**Annotation data for object locations:**
┄┄┄┄┄┄

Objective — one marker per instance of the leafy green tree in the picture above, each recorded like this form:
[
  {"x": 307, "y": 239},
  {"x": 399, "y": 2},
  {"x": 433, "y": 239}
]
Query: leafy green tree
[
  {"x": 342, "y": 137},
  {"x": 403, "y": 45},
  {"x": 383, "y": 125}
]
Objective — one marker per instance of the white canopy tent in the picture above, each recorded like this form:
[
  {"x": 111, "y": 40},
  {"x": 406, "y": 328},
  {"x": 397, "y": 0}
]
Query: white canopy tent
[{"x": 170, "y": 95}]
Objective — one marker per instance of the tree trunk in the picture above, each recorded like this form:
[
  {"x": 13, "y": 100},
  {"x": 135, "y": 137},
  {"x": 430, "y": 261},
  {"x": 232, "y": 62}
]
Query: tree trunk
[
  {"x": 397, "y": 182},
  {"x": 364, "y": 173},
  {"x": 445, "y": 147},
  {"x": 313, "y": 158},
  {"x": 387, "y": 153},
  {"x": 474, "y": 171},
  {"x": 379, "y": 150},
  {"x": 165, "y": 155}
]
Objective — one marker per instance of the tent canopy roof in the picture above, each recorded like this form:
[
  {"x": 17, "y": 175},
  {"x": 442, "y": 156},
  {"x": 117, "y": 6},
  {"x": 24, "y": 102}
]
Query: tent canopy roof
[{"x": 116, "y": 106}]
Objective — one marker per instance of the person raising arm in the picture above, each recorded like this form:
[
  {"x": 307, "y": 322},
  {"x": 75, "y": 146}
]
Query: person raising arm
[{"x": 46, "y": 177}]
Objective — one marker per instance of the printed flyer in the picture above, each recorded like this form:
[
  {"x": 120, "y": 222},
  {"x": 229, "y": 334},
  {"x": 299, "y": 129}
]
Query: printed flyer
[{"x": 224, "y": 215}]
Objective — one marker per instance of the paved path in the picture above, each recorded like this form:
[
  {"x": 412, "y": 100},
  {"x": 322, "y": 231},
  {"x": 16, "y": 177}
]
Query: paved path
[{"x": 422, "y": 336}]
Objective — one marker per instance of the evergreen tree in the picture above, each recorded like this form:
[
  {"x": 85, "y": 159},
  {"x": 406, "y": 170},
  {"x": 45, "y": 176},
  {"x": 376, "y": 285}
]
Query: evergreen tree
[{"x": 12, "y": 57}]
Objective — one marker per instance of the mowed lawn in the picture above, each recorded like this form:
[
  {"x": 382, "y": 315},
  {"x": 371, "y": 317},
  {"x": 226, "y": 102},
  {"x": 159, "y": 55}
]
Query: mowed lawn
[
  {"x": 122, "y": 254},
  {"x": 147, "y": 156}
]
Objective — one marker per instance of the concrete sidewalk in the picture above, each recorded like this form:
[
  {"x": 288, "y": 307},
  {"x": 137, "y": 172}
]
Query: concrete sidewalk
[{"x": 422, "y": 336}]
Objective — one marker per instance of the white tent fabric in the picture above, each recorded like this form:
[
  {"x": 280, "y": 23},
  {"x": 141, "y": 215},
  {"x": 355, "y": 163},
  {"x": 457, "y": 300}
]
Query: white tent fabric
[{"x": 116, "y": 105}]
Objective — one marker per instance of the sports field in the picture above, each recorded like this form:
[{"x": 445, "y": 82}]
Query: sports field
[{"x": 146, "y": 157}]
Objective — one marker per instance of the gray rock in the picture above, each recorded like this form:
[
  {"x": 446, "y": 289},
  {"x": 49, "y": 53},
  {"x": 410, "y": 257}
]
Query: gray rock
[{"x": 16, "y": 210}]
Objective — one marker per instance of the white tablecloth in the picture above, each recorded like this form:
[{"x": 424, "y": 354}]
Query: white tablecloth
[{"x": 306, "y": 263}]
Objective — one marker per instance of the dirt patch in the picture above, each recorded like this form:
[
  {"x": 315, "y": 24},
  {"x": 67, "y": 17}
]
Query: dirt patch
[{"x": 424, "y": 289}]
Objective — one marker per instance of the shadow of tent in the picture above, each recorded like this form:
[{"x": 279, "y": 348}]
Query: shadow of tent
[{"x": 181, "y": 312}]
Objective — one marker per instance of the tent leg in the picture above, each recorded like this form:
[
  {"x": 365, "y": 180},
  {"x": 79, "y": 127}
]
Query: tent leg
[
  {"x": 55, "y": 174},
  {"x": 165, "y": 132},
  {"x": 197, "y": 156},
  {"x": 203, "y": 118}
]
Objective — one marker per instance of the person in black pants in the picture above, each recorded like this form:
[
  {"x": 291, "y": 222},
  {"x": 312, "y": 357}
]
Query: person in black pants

┄┄┄┄┄┄

**Aim:**
Copy all of the items above word for word, with no changes.

**Solution:**
Objective — one marker per instance of the leafy green tree in the picture above, each recorded like this form:
[
  {"x": 307, "y": 239},
  {"x": 399, "y": 2},
  {"x": 433, "y": 239}
]
Query: leafy green tree
[
  {"x": 342, "y": 137},
  {"x": 403, "y": 45},
  {"x": 383, "y": 125}
]
Objective — one marker per instance of the white canopy tent in the picture above, each recorded like this form:
[
  {"x": 111, "y": 40},
  {"x": 406, "y": 328},
  {"x": 397, "y": 0}
]
Query: white canopy tent
[{"x": 170, "y": 95}]
Objective — one marker per instance of the tree trunk in the picture above, each recorded like this form:
[
  {"x": 13, "y": 100},
  {"x": 135, "y": 137},
  {"x": 430, "y": 261},
  {"x": 232, "y": 62}
]
Query: tree trunk
[
  {"x": 397, "y": 182},
  {"x": 364, "y": 173},
  {"x": 445, "y": 147},
  {"x": 313, "y": 158},
  {"x": 387, "y": 153},
  {"x": 474, "y": 171},
  {"x": 379, "y": 150},
  {"x": 165, "y": 155}
]
Objective — one marker per instance of the tent canopy roof in the picture above, each recorded like this form:
[
  {"x": 17, "y": 175},
  {"x": 442, "y": 156},
  {"x": 117, "y": 6},
  {"x": 24, "y": 102}
]
Query: tent canopy roof
[{"x": 116, "y": 106}]
Objective — one marker per instance of the person raising arm in the picture above, each recorded like this form:
[
  {"x": 307, "y": 322},
  {"x": 75, "y": 146}
]
Query: person raising arm
[{"x": 46, "y": 177}]
Objective — one marker per instance of the printed flyer in the picture above, each recorded like this form:
[
  {"x": 120, "y": 222},
  {"x": 229, "y": 334},
  {"x": 299, "y": 129}
]
Query: printed flyer
[{"x": 224, "y": 215}]
Objective — one marker per instance of the paved path in the picture above, each recorded like this form:
[
  {"x": 412, "y": 100},
  {"x": 322, "y": 231},
  {"x": 16, "y": 177}
]
Query: paved path
[{"x": 422, "y": 336}]
Objective — one marker per instance of the evergreen tree in the picture above, each recorded like this form:
[
  {"x": 85, "y": 159},
  {"x": 406, "y": 170},
  {"x": 45, "y": 176},
  {"x": 376, "y": 285}
]
Query: evergreen tree
[{"x": 12, "y": 57}]
Objective — one marker per instance of the mowed lawn in the picture above, each recorded like this form:
[
  {"x": 382, "y": 315},
  {"x": 371, "y": 317},
  {"x": 226, "y": 102},
  {"x": 159, "y": 55}
]
Query: mowed lawn
[
  {"x": 122, "y": 254},
  {"x": 147, "y": 156}
]
Objective — one marker per instance of the concrete sidewalk in the picture above, each recorded like this form:
[
  {"x": 288, "y": 307},
  {"x": 137, "y": 172}
]
Query: concrete sidewalk
[{"x": 422, "y": 336}]
Objective — one marker per instance of the white tent fabric in the picture above, each recorded like this form:
[
  {"x": 280, "y": 23},
  {"x": 141, "y": 215},
  {"x": 355, "y": 163},
  {"x": 457, "y": 300}
]
Query: white tent fabric
[{"x": 116, "y": 105}]
Objective — one marker per instance of the sports field in the picture above, each recorded like this form:
[{"x": 445, "y": 82}]
Query: sports field
[{"x": 146, "y": 157}]
Objective — one marker per instance of the gray rock in the picture above, each recorded like this form:
[
  {"x": 446, "y": 289},
  {"x": 49, "y": 53},
  {"x": 410, "y": 257}
]
Query: gray rock
[{"x": 16, "y": 210}]
Objective — one marker per instance of the white tablecloth in the picture above, each recorded like this form:
[{"x": 424, "y": 354}]
Query: white tablecloth
[{"x": 306, "y": 263}]
Objective — one marker per instance of the dirt patch in the picture above, each recorded like this form:
[
  {"x": 315, "y": 24},
  {"x": 67, "y": 17}
]
Query: dirt patch
[{"x": 424, "y": 289}]
Objective — one marker per instance of the shadow of tent in the picture above, each recorded like this form:
[{"x": 279, "y": 348}]
Query: shadow of tent
[{"x": 181, "y": 312}]
Objective — one marker per instance of the tent leg in the picture above, each recorded like this form:
[
  {"x": 365, "y": 180},
  {"x": 79, "y": 127}
]
Query: tent leg
[
  {"x": 55, "y": 174},
  {"x": 165, "y": 132},
  {"x": 197, "y": 156},
  {"x": 203, "y": 118}
]
Objective — one marker per instance of the person in black pants in the picture above, each recorded like this form:
[
  {"x": 291, "y": 222},
  {"x": 312, "y": 357}
]
Query: person in black pants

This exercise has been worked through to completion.